[Items from a data source]
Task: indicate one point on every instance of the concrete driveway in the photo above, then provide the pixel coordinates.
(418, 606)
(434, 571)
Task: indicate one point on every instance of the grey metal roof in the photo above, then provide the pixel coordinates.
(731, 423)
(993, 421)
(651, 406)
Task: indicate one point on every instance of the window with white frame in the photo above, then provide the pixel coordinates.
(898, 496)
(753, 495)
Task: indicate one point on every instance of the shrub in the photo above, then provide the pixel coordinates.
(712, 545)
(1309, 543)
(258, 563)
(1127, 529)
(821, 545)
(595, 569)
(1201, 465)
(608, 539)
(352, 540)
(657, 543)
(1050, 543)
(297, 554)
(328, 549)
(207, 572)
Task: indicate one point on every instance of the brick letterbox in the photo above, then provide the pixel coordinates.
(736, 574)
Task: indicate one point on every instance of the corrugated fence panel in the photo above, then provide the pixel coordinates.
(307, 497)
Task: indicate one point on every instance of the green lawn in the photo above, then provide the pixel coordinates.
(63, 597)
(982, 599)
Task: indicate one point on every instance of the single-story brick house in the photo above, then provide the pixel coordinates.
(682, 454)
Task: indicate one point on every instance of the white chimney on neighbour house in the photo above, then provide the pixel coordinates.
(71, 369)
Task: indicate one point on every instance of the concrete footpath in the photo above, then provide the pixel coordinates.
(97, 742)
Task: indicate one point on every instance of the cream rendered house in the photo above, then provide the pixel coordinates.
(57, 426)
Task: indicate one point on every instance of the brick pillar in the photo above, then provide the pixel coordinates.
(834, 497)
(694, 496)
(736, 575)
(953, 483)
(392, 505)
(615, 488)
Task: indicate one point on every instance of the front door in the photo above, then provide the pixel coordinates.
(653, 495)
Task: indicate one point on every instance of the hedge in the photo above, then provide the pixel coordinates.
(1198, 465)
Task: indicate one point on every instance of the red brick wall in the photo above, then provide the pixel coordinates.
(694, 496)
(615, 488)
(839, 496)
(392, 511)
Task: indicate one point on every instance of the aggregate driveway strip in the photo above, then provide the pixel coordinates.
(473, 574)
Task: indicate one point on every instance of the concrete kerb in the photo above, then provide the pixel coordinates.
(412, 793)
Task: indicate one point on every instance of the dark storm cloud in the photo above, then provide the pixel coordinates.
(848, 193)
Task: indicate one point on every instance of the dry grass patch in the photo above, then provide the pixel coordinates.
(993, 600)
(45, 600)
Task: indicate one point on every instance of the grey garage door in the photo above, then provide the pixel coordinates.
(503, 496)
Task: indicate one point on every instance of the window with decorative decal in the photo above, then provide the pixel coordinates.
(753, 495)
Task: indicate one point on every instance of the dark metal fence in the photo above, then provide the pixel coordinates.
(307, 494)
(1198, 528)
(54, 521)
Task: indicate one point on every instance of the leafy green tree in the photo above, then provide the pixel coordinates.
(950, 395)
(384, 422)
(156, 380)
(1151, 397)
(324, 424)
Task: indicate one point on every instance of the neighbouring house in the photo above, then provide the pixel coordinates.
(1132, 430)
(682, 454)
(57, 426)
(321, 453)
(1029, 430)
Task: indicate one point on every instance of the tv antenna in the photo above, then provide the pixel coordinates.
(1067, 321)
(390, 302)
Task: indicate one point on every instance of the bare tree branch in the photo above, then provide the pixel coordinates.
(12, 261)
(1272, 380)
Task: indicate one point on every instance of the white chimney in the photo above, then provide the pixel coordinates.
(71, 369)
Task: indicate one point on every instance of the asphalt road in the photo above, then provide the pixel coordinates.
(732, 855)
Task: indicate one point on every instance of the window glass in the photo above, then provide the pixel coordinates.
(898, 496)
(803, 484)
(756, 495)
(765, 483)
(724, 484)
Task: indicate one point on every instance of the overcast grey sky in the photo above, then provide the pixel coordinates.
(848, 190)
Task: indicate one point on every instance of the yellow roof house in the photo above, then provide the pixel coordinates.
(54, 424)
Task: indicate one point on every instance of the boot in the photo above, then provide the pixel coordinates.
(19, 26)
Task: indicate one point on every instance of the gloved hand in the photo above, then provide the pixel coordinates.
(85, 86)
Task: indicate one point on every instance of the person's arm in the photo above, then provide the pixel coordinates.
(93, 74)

**The problem:** Copy out only the part of the material that opens with the line containing "Task: indicate one point on every instance of the yellow" and closes with the last line of the material, keeping the requests and increasing every number in the coordinates by 45.

**Output of the task:**
Task: indicate one point on every instance of the yellow roof house in the photo above, then provide the pixel coordinates.
(99, 469)
Task: indicate one point on every instance of the boot in the photo above, then provide the pixel coordinates.
(64, 71)
Task: indicate one point on every instance of the gloved hand in the photo above, then provide the pixel coordinates.
(130, 131)
Task: indicate one point on every instance of the person's arm in the photo above, then provide the pixel coordinates.
(138, 119)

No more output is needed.